| Task list |
1: According to the lithium grease excerpt, at which concentrations did the Fe particles show good friction and wear reduction?
2: From the lithium grease excerpt, extract the passage between "This paper examines" and "and 4 wt. %.", inclusive.
3: Render this sentence from the lithium grease excerpt in Spanish: "Silica sand with different particle sizes and iron (Fe) powder of five concentrations were dispersed in lithium grease."

*** Selected text

INFLUENCE OF ADDING CONTAMINANTS PARTICLES TO LITHIUM GREASE ON FRICTION COEFFICIENT

INFLUENCE OF ADDING CONTAMINANTS PARTICLES

TO LITHIUM GREASE ON FRICTION COEFFICIENT

Eman A.¹, Nabhan A.², Nouby M.¹, Abd El Jaber G. T.¹

¹Faculty of Engineering, South Valley University, Qena-83521, EGYPT,

²Faculty of Engineering, Minia University, Minia – 61111, EGYPT.

^*Corresponding author E-mail:emy_ahmed2228@yahoo.com

ABSTRACT

This paper examines the addition of solid particles to the lubricants to explore and evaluate their influence on the friction coefficient. Silica sand with different particle sizes and iron (Fe) powder of five concentrations were dispersed in lithium grease. The effect of sliding velocity and normal load on friction and wear properties of stainless steel pin sliding against an aluminum disc was investigated. It was found that, Fe particles have shown good friction and wear reduction even at low concentration such as 2 wt. % and 4 wt. %. 

KEYWORDS

Friction coefficient, lithium grease, solid contaminants.

INTRODUCTION

The variation of friction and wear rate depends on interfacial conditions such as normal load, geometry, relative surface motion, sliding speed, surface roughness of the rubbing surfaces, type of material, system rigidity, temperature, stick slip, relative humidity, lubrication and vibration. Among these factors sliding speed and normal load are the two major factors whose play significant role for the variation of friction and wear rate. There were some investigations on the tribological properties of lubricants with different micro particles added, and it was reported that the addition of micro particles to lubricant grease is effective in wear and -friction performances.

******
*** Dataset records

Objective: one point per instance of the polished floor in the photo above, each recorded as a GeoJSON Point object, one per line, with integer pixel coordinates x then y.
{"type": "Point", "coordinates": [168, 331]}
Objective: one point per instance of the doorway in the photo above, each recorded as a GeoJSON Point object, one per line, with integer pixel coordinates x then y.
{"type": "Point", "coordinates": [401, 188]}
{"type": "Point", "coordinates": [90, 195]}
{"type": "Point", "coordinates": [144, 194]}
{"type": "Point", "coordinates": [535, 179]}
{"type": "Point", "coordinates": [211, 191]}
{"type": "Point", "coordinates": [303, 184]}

******

| Answers below |
1: At low concentrations, such as 2 wt. % and 4 wt. %.

2:
This paper examines the addition of solid particles to the lubricants to explore and evaluate their influence on the friction coefficient. Silica sand with different particle sizes and iron (Fe) powder of five concentrations were dispersed in lithium grease. The effect of sliding velocity and normal load on friction and wear properties of stainless steel pin sliding against an aluminum disc was investigated. It was found that, Fe particles have shown good friction and wear reduction even at low concentration such as 2 wt. % and 4 wt. %.

3: Se dispersaron en grasa de litio arena de sílice con diferentes tamaños de partícula y polvo de hierro (Fe) en cinco concentraciones.